◆ **How to complete this task**:
Every line of the material below should be retyped exactly.

◆ **Dataset extract**:
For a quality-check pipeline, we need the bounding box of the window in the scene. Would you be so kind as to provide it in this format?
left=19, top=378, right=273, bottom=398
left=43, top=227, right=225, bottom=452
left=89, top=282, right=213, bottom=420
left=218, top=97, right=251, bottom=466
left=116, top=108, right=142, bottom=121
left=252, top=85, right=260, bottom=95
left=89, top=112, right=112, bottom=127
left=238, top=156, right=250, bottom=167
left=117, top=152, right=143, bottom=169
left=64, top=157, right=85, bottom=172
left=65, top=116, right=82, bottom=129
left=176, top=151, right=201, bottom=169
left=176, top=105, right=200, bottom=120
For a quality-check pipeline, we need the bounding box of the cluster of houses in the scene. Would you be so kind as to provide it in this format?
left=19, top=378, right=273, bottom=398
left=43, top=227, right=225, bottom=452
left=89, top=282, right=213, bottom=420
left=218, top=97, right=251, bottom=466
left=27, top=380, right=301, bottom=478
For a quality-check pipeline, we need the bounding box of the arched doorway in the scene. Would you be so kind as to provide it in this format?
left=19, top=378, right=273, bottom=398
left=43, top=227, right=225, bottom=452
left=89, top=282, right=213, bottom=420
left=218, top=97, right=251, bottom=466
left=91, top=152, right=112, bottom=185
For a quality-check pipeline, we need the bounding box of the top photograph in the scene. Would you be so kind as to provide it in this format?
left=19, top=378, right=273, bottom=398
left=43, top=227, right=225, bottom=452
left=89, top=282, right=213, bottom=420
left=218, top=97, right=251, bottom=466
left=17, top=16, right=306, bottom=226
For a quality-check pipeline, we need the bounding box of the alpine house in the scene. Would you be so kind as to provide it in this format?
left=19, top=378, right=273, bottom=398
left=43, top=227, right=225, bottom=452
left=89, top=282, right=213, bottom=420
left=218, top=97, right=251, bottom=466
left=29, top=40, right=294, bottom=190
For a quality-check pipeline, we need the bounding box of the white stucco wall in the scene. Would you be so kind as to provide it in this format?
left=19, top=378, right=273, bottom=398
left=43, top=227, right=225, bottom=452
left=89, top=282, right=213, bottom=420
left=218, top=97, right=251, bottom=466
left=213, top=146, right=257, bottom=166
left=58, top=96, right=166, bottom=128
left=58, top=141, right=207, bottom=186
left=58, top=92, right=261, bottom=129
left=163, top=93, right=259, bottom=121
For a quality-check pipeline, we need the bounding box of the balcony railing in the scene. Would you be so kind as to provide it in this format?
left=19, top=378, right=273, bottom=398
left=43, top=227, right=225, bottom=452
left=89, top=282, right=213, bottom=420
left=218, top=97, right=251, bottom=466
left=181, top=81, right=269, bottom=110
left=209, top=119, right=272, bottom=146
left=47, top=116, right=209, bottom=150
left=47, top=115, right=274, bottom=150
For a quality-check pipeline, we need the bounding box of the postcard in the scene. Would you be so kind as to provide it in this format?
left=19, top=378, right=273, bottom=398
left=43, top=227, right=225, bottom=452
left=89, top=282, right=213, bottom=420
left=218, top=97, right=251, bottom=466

◆ **Response to the exercise**:
For a quality-check pipeline, we need the bounding box of the window in the scene. Would you be so kind as to provide it in this format?
left=19, top=378, right=273, bottom=398
left=43, top=227, right=225, bottom=452
left=89, top=282, right=213, bottom=420
left=218, top=97, right=251, bottom=466
left=116, top=108, right=142, bottom=121
left=252, top=85, right=260, bottom=95
left=89, top=112, right=112, bottom=127
left=238, top=156, right=250, bottom=167
left=117, top=152, right=143, bottom=169
left=64, top=157, right=85, bottom=172
left=65, top=116, right=82, bottom=129
left=176, top=151, right=201, bottom=169
left=176, top=105, right=200, bottom=120
For a quality-check pipeline, we need the bounding box of the cluster of houses in the scene. Would you be so kind as to provide it in this format?
left=19, top=378, right=273, bottom=398
left=43, top=227, right=225, bottom=452
left=89, top=282, right=213, bottom=420
left=218, top=97, right=251, bottom=466
left=27, top=380, right=301, bottom=478
For a quality-check pipeline, we need the bounding box of the arched doorway in the scene. Would you be so kind as to provide it in this format?
left=19, top=378, right=273, bottom=398
left=43, top=227, right=225, bottom=452
left=89, top=282, right=213, bottom=420
left=218, top=97, right=251, bottom=466
left=91, top=152, right=112, bottom=185
For a quality-check pipeline, we need the bounding box of the top photograph in the scene. Would you be so kind as to provide it in this format?
left=19, top=378, right=273, bottom=398
left=43, top=227, right=225, bottom=452
left=89, top=282, right=213, bottom=420
left=218, top=97, right=251, bottom=466
left=17, top=16, right=306, bottom=226
For a quality-check pipeline, we need the bounding box of the alpine house in the scene. Would you be so kind as to provide it in this format?
left=19, top=378, right=273, bottom=398
left=43, top=227, right=225, bottom=452
left=89, top=282, right=213, bottom=420
left=218, top=97, right=251, bottom=466
left=29, top=40, right=294, bottom=190
For a quality-check pipeline, we need the bounding box of the white stucco wall in the scene. Would you be so kind as to provide it in this format?
left=19, top=378, right=273, bottom=398
left=43, top=227, right=225, bottom=452
left=89, top=282, right=213, bottom=420
left=218, top=97, right=251, bottom=466
left=213, top=146, right=257, bottom=166
left=58, top=96, right=166, bottom=128
left=58, top=141, right=207, bottom=186
left=58, top=92, right=261, bottom=129
left=163, top=93, right=259, bottom=121
For a quality-check pipeline, we need the bounding box of the balcony railing in the scene. Would you be so kind as to provide it in this format?
left=19, top=378, right=273, bottom=398
left=43, top=227, right=225, bottom=452
left=89, top=282, right=213, bottom=420
left=218, top=97, right=251, bottom=466
left=181, top=81, right=269, bottom=110
left=209, top=119, right=272, bottom=146
left=47, top=116, right=209, bottom=150
left=47, top=115, right=274, bottom=150
For a quality-check pipeline, we need the bounding box of the postcard in the scene. Would you be so kind as to provide it in this format?
left=19, top=378, right=273, bottom=398
left=43, top=227, right=225, bottom=452
left=89, top=282, right=213, bottom=420
left=218, top=97, right=251, bottom=466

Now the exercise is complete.